Ham kayıtlar:
============================================================
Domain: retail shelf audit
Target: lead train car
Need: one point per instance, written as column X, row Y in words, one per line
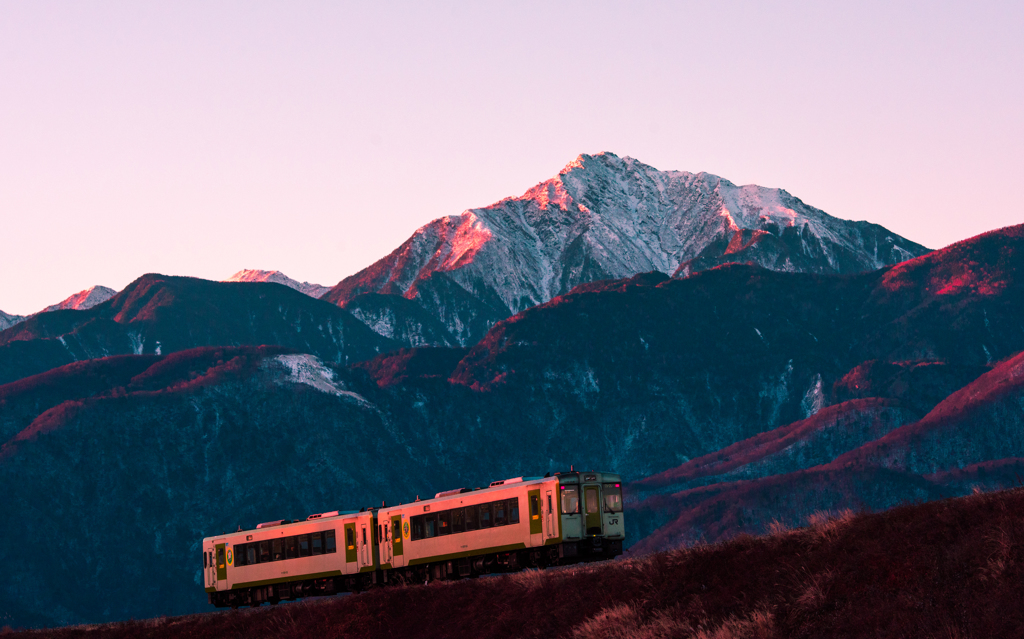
column 511, row 524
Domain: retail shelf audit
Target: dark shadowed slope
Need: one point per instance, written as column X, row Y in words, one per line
column 950, row 568
column 160, row 313
column 972, row 438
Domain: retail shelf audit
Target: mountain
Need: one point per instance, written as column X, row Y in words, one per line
column 249, row 274
column 163, row 314
column 80, row 301
column 84, row 300
column 948, row 568
column 7, row 321
column 116, row 480
column 603, row 217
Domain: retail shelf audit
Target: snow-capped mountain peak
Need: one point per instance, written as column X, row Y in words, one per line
column 609, row 217
column 253, row 274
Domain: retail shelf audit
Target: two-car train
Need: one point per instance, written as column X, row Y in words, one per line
column 509, row 525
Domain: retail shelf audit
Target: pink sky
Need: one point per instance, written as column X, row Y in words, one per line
column 201, row 138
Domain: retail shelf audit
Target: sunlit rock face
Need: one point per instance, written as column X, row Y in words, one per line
column 609, row 217
column 84, row 300
column 7, row 321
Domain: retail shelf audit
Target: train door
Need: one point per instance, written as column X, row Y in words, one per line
column 385, row 540
column 365, row 546
column 592, row 508
column 221, row 562
column 397, row 554
column 550, row 514
column 536, row 522
column 209, row 566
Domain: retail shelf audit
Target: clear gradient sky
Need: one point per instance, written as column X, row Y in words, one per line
column 201, row 138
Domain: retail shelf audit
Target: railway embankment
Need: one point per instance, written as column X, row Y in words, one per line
column 947, row 568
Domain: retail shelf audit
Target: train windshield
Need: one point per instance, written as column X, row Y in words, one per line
column 570, row 500
column 612, row 498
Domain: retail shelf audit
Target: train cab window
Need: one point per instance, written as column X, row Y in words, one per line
column 570, row 500
column 612, row 498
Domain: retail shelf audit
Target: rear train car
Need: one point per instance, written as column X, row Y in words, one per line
column 326, row 554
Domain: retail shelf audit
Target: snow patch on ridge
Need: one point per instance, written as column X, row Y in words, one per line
column 308, row 370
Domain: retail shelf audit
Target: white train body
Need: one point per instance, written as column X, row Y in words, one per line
column 511, row 524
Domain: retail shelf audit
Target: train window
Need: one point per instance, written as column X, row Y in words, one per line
column 418, row 527
column 570, row 500
column 612, row 498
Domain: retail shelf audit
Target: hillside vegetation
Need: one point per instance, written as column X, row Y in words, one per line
column 948, row 568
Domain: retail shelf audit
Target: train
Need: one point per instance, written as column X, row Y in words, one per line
column 511, row 524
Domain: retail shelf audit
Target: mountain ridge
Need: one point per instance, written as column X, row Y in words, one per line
column 607, row 217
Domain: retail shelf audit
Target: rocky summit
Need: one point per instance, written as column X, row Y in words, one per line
column 601, row 217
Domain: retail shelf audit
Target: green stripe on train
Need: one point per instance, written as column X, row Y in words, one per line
column 282, row 580
column 468, row 553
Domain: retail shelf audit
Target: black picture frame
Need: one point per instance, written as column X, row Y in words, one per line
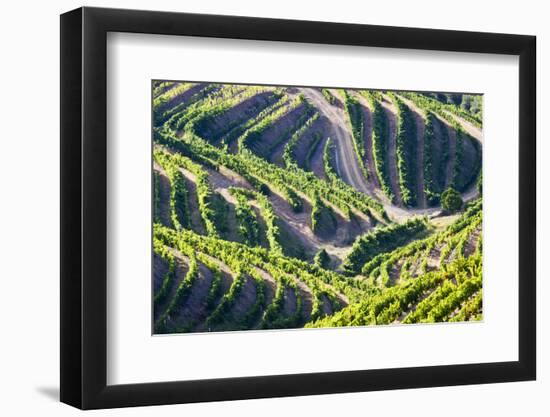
column 84, row 207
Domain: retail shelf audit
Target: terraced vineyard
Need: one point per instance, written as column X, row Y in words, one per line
column 287, row 207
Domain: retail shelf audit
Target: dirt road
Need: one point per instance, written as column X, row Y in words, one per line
column 348, row 164
column 420, row 128
column 391, row 114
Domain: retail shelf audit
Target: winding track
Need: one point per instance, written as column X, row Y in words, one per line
column 348, row 165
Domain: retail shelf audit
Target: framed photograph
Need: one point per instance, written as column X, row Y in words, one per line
column 257, row 208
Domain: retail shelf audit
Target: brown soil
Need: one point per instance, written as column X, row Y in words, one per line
column 193, row 311
column 181, row 271
column 164, row 196
column 452, row 156
column 197, row 224
column 238, row 114
column 391, row 114
column 160, row 268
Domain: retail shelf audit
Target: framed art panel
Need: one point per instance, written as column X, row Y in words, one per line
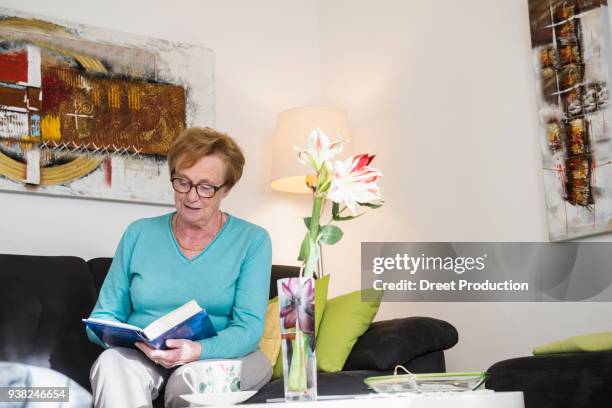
============================================================
Kısa alıştırma — Yukarıdaki satırlardan "ridge" dizgesini içerenlerin hepsini olduğu gibi listeleyin.

Çözüm aşağıda —
Target: snow patch on ridge
Target: mountain ridge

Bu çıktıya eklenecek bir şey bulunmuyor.